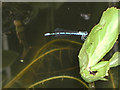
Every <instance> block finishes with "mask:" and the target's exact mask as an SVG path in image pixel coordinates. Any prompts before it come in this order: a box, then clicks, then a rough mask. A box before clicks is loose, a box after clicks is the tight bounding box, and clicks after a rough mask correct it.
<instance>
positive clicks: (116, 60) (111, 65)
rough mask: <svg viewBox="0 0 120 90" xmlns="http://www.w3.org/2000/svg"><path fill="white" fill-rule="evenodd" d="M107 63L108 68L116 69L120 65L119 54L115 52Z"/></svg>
mask: <svg viewBox="0 0 120 90" xmlns="http://www.w3.org/2000/svg"><path fill="white" fill-rule="evenodd" d="M109 62H110V64H109V65H110V67H116V66H118V65H120V52H115V53H114V55H113V56H112V58H111V59H110V61H109Z"/></svg>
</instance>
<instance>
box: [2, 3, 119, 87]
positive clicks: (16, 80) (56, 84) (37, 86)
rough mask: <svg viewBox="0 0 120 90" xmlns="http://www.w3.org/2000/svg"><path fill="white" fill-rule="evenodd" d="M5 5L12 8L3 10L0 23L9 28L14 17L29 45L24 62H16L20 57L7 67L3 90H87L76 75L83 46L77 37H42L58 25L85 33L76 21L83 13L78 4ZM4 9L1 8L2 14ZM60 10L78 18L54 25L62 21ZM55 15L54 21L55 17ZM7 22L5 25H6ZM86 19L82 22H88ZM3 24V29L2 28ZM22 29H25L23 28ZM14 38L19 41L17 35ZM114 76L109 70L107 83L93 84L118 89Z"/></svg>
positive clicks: (19, 40)
mask: <svg viewBox="0 0 120 90" xmlns="http://www.w3.org/2000/svg"><path fill="white" fill-rule="evenodd" d="M7 5H8V6H9V7H10V6H12V8H10V9H9V8H7V9H6V10H7V11H8V12H9V11H10V12H9V14H6V13H5V15H3V16H5V17H4V18H3V20H4V19H5V20H4V25H8V24H7V23H8V22H10V23H12V25H11V24H10V26H13V25H14V24H13V21H14V20H17V18H18V19H20V18H21V19H20V20H21V21H22V22H23V23H24V24H25V26H23V28H25V30H26V31H27V32H26V33H27V34H26V35H25V36H26V37H28V38H27V39H28V41H29V40H30V41H29V44H30V45H31V49H30V50H29V51H28V53H26V54H24V57H25V58H24V62H20V58H18V59H17V60H16V61H15V62H14V63H13V64H11V66H12V78H11V80H9V81H8V82H6V83H5V84H3V88H33V89H34V88H53V87H56V88H61V87H63V88H65V87H67V88H68V87H72V88H76V87H77V88H88V87H89V85H88V84H87V83H86V82H84V81H83V79H82V77H81V76H80V74H79V65H78V63H79V62H78V57H77V55H78V52H79V50H80V49H81V47H82V45H83V43H81V39H80V37H77V38H76V37H74V38H73V37H72V36H71V37H70V38H69V37H68V38H64V39H63V38H62V39H57V38H56V37H50V38H49V37H44V33H46V32H52V30H54V28H56V27H60V26H61V28H64V27H65V28H68V29H70V28H71V29H73V30H74V28H77V29H81V30H85V31H86V30H88V29H89V26H85V29H83V27H84V25H83V24H82V22H81V21H82V20H80V21H79V20H78V18H79V17H81V16H80V15H81V13H85V12H80V11H79V10H81V9H80V8H79V6H81V5H80V4H78V6H77V5H76V4H75V3H72V4H68V3H65V4H64V3H51V4H49V3H27V2H26V3H25V4H23V6H24V5H25V6H26V7H27V6H28V7H29V6H30V7H29V8H26V9H23V8H25V7H21V6H22V3H11V4H9V3H8V4H6V7H7ZM14 5H15V6H14ZM70 5H72V7H74V6H77V7H76V8H77V9H76V11H77V12H79V13H77V14H75V13H73V12H72V10H73V11H74V10H75V9H73V8H72V7H70V8H69V6H70ZM51 6H52V7H51ZM64 7H65V9H64ZM61 8H62V9H61ZM63 9H64V10H63ZM6 10H5V9H4V11H6ZM24 10H25V11H24ZM14 11H15V12H14ZM62 11H65V12H66V16H68V17H69V14H70V13H71V12H72V14H74V15H75V16H76V15H78V17H76V18H77V19H76V20H75V22H71V23H72V24H70V23H69V22H70V21H69V19H65V20H61V21H60V23H58V22H59V20H60V19H61V18H60V19H58V18H59V17H60V16H63V18H64V15H65V14H64V13H63V12H62ZM86 12H87V11H86ZM92 12H94V11H92ZM56 13H57V14H56ZM88 13H90V12H88ZM97 13H98V12H97ZM72 14H70V16H72ZM6 15H8V16H9V15H10V17H9V18H10V19H8V18H6V17H7V16H6ZM57 15H58V18H55V17H56V16H57ZM90 15H91V16H90V18H89V20H91V18H92V16H93V14H91V13H90ZM95 15H96V14H95ZM96 16H97V15H96ZM19 17H20V18H19ZM7 19H8V22H6V21H7ZM11 19H12V22H11ZM13 19H14V20H13ZM36 19H37V20H36ZM80 19H81V18H80ZM94 19H96V17H94ZM67 20H68V21H67ZM77 20H78V21H77ZM89 20H86V21H88V22H89ZM31 21H32V22H31ZM71 21H72V20H71ZM61 23H62V24H61ZM83 23H84V22H83ZM91 23H92V22H91V21H90V22H89V24H91ZM15 24H16V22H15ZM19 24H20V23H19V22H18V25H19ZM64 24H65V25H64ZM73 24H74V25H73ZM4 25H3V27H5V26H4ZM85 25H86V24H85ZM16 26H17V25H16ZM26 26H28V27H27V29H26ZM81 26H83V27H81ZM7 28H8V30H11V28H9V27H6V28H4V30H5V29H7ZM4 30H3V31H4ZM13 30H14V31H15V30H18V28H17V29H16V27H15V26H14V28H13ZM53 32H54V31H53ZM23 34H25V33H23ZM11 35H13V34H11ZM14 35H16V32H14ZM27 35H28V36H27ZM16 38H19V36H18V37H16ZM12 40H13V39H11V41H10V42H12ZM19 41H20V38H19ZM18 43H19V42H18ZM19 44H20V43H19ZM17 45H18V44H17ZM12 46H13V47H14V46H15V44H12ZM18 46H19V45H18ZM18 48H19V47H18ZM21 50H22V49H21ZM104 59H105V58H104ZM107 59H108V58H107ZM107 59H105V60H107ZM114 59H115V58H114ZM116 73H117V70H116V68H113V69H111V70H110V71H109V74H110V77H108V80H109V82H103V81H97V82H95V85H96V87H101V86H102V87H110V88H111V87H114V88H116V87H117V86H118V85H117V83H116V82H117V80H118V76H116V75H117V74H116Z"/></svg>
□ □ □ □
Could you reproduce every row above word for word, leaving out the pictures?

* **Written response**:
Every <instance> block finishes with "mask:" and the target's exact mask as an SVG path in image pixel coordinates. Any prompts before it come in this order: a box, then clicks, then a rough mask. A box before clicks is loose, a box after clicks is the tight bounding box, and clicks after a rough mask correct it.
<instance>
positive clicks: (116, 60) (111, 65)
rough mask: <svg viewBox="0 0 120 90" xmlns="http://www.w3.org/2000/svg"><path fill="white" fill-rule="evenodd" d="M107 63L108 68L116 69L120 65L119 54L115 52Z"/></svg>
mask: <svg viewBox="0 0 120 90" xmlns="http://www.w3.org/2000/svg"><path fill="white" fill-rule="evenodd" d="M109 62H110V64H109V65H110V67H116V66H118V65H120V52H115V53H114V55H113V56H112V58H111V59H110V61H109Z"/></svg>
</instance>
<instance>
box: [2, 3, 119, 87]
positive clicks: (16, 80) (56, 84) (37, 86)
rough mask: <svg viewBox="0 0 120 90" xmlns="http://www.w3.org/2000/svg"><path fill="white" fill-rule="evenodd" d="M5 5L12 8L3 10L0 23L9 28L14 17L29 45L24 62H16L20 57L7 67L3 90H87L76 75L83 46L77 37H42L58 25L85 33L76 21L83 13L78 4ZM4 9L1 8L2 14ZM60 10L78 18L54 25L62 21ZM55 15L54 21L55 17ZM7 22L5 25H6ZM86 19L82 22H88ZM3 24V29L2 28ZM22 29H25L23 28ZM14 38L19 41L17 35ZM114 76L109 70L107 83L93 84L118 89Z"/></svg>
positive clicks: (19, 40)
mask: <svg viewBox="0 0 120 90" xmlns="http://www.w3.org/2000/svg"><path fill="white" fill-rule="evenodd" d="M7 5H8V6H9V7H10V6H12V8H10V9H9V8H7V9H6V10H7V11H8V12H9V11H10V12H9V14H6V13H5V15H3V16H5V17H4V18H3V20H4V19H5V20H4V25H8V24H7V23H8V22H10V23H12V25H11V24H10V26H13V25H14V24H13V21H14V20H17V18H18V19H20V18H21V19H20V20H21V21H22V22H23V23H24V24H25V26H23V28H25V30H26V31H27V32H26V33H27V34H26V35H25V36H26V37H28V38H27V39H28V41H29V40H30V41H29V44H30V45H31V49H30V50H29V51H28V53H26V54H24V57H25V58H24V62H20V58H18V59H17V60H16V61H15V62H14V63H13V64H11V66H12V78H11V80H9V81H8V82H6V83H5V84H3V88H33V89H34V88H53V87H56V88H61V87H63V88H65V87H67V88H68V87H72V88H76V87H77V88H88V87H89V85H88V84H87V83H86V82H84V81H83V79H82V77H81V76H80V74H79V65H78V63H79V62H78V57H77V55H78V52H79V50H80V49H81V47H82V45H83V43H81V39H80V37H77V38H76V37H74V38H73V37H72V36H71V37H70V38H69V37H68V38H64V39H63V38H62V39H57V38H56V37H50V38H49V37H44V33H46V32H52V30H54V28H56V27H60V26H61V28H64V27H65V28H68V29H70V28H71V29H73V30H74V28H77V29H81V30H85V31H86V30H88V29H89V26H85V29H83V27H84V25H83V24H82V22H81V21H82V20H80V21H79V20H78V18H79V17H81V16H80V15H81V13H85V12H80V11H79V10H81V9H80V8H79V6H81V5H80V4H78V6H77V5H76V4H75V3H72V4H68V3H65V4H64V3H51V4H49V3H27V2H26V3H25V4H23V6H24V5H25V6H26V7H27V6H28V7H29V6H30V7H29V8H26V9H23V8H25V7H21V6H22V3H11V4H9V3H8V4H6V7H7ZM14 5H15V6H14ZM70 5H72V7H74V6H77V7H76V8H77V9H76V11H77V12H79V13H77V14H75V13H73V12H72V10H73V11H74V10H75V9H73V8H72V7H70V8H69V6H70ZM51 6H52V7H51ZM64 7H65V9H64ZM61 8H62V9H61ZM63 9H64V10H63ZM6 10H5V9H4V11H6ZM24 10H25V11H24ZM14 11H15V12H14ZM62 11H65V12H66V16H68V17H69V14H70V13H71V12H72V14H74V15H75V16H76V15H78V17H76V18H77V19H76V20H75V22H71V23H72V24H70V23H69V22H70V21H69V19H65V20H61V21H60V23H58V22H59V20H60V19H61V18H60V19H58V18H59V17H60V16H63V18H64V15H65V14H64V13H63V12H62ZM86 12H87V11H86ZM92 12H94V11H92ZM56 13H57V14H56ZM88 13H90V12H88ZM97 13H98V12H97ZM72 14H70V16H72ZM6 15H8V16H9V15H10V17H9V18H10V19H8V18H6V17H7V16H6ZM57 15H58V18H55V17H56V16H57ZM90 15H91V16H90V18H89V20H91V18H92V16H93V14H91V13H90ZM95 15H96V14H95ZM96 16H97V15H96ZM19 17H20V18H19ZM7 19H8V22H6V21H7ZM11 19H12V22H11ZM13 19H14V20H13ZM36 19H37V20H36ZM80 19H81V18H80ZM94 19H96V17H94ZM67 20H68V21H67ZM77 20H78V21H77ZM89 20H86V21H88V22H89ZM31 21H32V22H31ZM71 21H72V20H71ZM61 23H62V24H61ZM83 23H84V22H83ZM91 23H92V22H91V21H90V22H89V24H91ZM15 24H16V22H15ZM19 24H20V23H19V22H18V25H19ZM64 24H65V25H64ZM73 24H74V25H73ZM4 25H3V27H5V26H4ZM85 25H86V24H85ZM16 26H17V25H16ZM26 26H28V27H27V29H26ZM81 26H83V27H81ZM7 28H8V30H11V28H9V27H6V28H4V30H5V29H7ZM4 30H3V31H4ZM13 30H14V31H15V30H18V28H17V29H16V27H15V26H14V28H13ZM53 32H54V31H53ZM23 34H25V33H23ZM11 35H13V34H11ZM14 35H16V32H14ZM27 35H28V36H27ZM16 38H19V36H18V37H16ZM12 40H13V39H11V41H10V42H12ZM19 41H20V38H19ZM18 43H19V42H18ZM19 44H20V43H19ZM17 45H18V44H17ZM12 46H13V47H14V46H15V44H12ZM18 46H19V45H18ZM18 48H19V47H18ZM21 50H22V49H21ZM104 59H105V58H104ZM107 59H108V58H107ZM107 59H105V60H107ZM114 59H115V58H114ZM116 73H117V70H116V68H113V69H111V70H110V71H109V74H110V77H108V80H109V82H103V81H97V82H95V85H96V87H101V86H102V87H110V88H111V87H114V88H116V87H117V86H118V85H117V83H116V82H117V80H118V76H116V75H117V74H116Z"/></svg>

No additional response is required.